- To-do list:
1. In the Hanover article, shorten the paragraph beginning "With talks held in its newly reconstructed castle" while keeping its main facts.
2. Reproduce the part of the Hanover article starting at "Deutschland Hannover Proteste" and ending at "(picture) are situated.".

- Document segment:
*-*-*
The streets of the northern German city of Hanover, with a population of half a million, generally get a little more crowded at this time of year, when thousands of exhibitors and about 200,000 visitors come for the world's largest industrial exhibition - one of the many trade fairs held in the capital of the state of Lower Saxony.

This year, there's one more visitor. With the United States as the partnering country for the 2016 Hannover Messe, President Barack Obama is coming to town himself, accompanying a large delegation of representatives of US businesses.

Invited by German Chancellor Angela Merkel, Obama will be welcomed Sunday for a policy meeting before his planned opening of the trade fair. And there's more on Obama's agenda in Germany than just commerce.

Deutschland Hannover Proteste gegen TTIP
Europeans turned out en masse to oppose TTIP ahead of Obama's visitImage: Getty Images/AFP/J. Macdougall

Keep kids indoors

With talks held in its newly reconstructed castle, Hanover's Herrenhaus baroque gardens will serve as the backdrop for Obama's political meetings. Business negotiations will take place on the trade fair grounds and at the HCC conference center. Each of the venues is separated from the others by several kilometers, which means that for the duration of Obama's visit, high-security measures will be imposed and areas of the city temporarily off limits to the public - including the parks near the private lake on which the grounds of the president's Seefugium hotel (picture) are situated.
*-*-*
- Extracted entries:

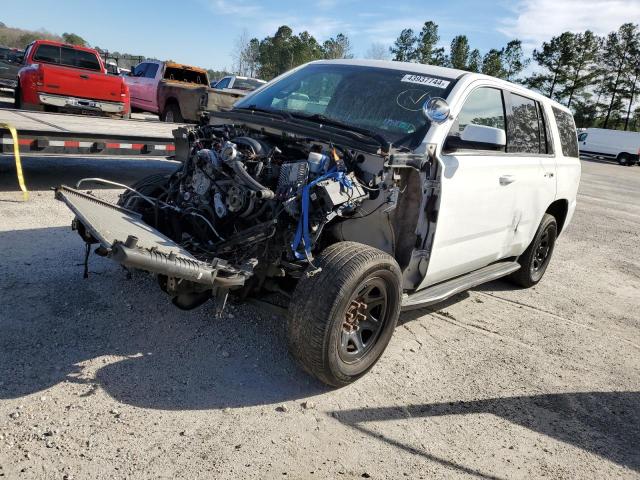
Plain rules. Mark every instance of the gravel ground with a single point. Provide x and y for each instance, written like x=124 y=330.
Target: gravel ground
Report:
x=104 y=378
*-*-*
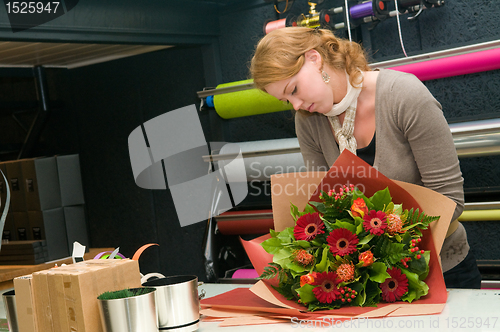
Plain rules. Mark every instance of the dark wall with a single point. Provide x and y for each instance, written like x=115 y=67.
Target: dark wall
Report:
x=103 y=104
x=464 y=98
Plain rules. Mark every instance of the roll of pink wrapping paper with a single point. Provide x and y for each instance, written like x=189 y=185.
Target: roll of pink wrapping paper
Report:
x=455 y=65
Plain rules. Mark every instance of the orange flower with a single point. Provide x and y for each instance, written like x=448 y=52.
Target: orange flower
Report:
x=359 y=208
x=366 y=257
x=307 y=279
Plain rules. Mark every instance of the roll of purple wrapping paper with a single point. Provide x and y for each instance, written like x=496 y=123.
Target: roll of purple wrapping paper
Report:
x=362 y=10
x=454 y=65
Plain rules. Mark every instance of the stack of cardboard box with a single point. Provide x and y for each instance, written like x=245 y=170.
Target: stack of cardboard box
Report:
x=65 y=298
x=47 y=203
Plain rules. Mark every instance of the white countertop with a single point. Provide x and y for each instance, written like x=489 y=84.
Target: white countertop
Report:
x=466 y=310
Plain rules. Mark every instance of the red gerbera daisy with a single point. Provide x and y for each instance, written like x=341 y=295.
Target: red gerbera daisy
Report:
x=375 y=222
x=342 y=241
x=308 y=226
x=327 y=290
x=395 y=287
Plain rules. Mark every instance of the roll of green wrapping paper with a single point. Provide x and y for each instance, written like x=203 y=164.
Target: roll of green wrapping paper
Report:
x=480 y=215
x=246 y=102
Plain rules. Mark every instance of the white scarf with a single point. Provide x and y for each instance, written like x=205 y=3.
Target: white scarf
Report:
*-*-*
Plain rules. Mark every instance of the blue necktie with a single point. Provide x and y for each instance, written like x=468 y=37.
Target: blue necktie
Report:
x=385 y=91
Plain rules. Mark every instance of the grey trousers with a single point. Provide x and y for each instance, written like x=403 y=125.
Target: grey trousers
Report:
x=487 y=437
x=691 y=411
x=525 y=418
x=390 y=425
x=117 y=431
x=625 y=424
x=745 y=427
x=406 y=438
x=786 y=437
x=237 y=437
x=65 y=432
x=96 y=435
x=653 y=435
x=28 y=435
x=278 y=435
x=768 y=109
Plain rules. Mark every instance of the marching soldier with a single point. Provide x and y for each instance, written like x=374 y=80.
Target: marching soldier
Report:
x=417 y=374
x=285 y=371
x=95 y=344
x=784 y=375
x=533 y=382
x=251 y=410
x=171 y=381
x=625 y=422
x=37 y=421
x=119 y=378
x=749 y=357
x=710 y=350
*-*-*
- Expected responses:
1. Obama's political talks will be held in the newly reconstructed castle in Hanover's Herrenhaus baroque gardens. His business negotiations will take place on the trade fair grounds and at the HCC conference center. Because these venues are several kilometers apart, high-security measures will apply during his visit, and parts of the city will be temporarily closed to the public. These include the parks near the private lake where the grounds of the president's Seefugium hotel are located.

2.
Deutschland Hannover Proteste gegen TTIP
Europeans turned out en masse to oppose TTIP ahead of Obama's visitImage: Getty Images/AFP/J. Macdougall

Keep kids indoors

With talks held in its newly reconstructed castle, Hanover's Herrenhaus baroque gardens will serve as the backdrop for Obama's political meetings. Business negotiations will take place on the trade fair grounds and at the HCC conference center. Each of the venues is separated from the others by several kilometers, which means that for the duration of Obama's visit, high-security measures will be imposed and areas of the city temporarily off limits to the public - including the parks near the private lake on which the grounds of the president's Seefugium hotel (picture) are situated.